What to produce
The entire listing is to be repeated verbatim.
[Supplied information]
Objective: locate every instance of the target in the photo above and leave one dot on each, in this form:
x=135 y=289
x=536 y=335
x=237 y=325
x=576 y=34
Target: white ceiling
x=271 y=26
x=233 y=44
[/Supplied information]
Solved exercise
Objective: locate every instance of the target in the photo above and leave one dot on each, in this form:
x=135 y=289
x=536 y=335
x=237 y=325
x=576 y=34
Target: white ceiling
x=271 y=26
x=233 y=44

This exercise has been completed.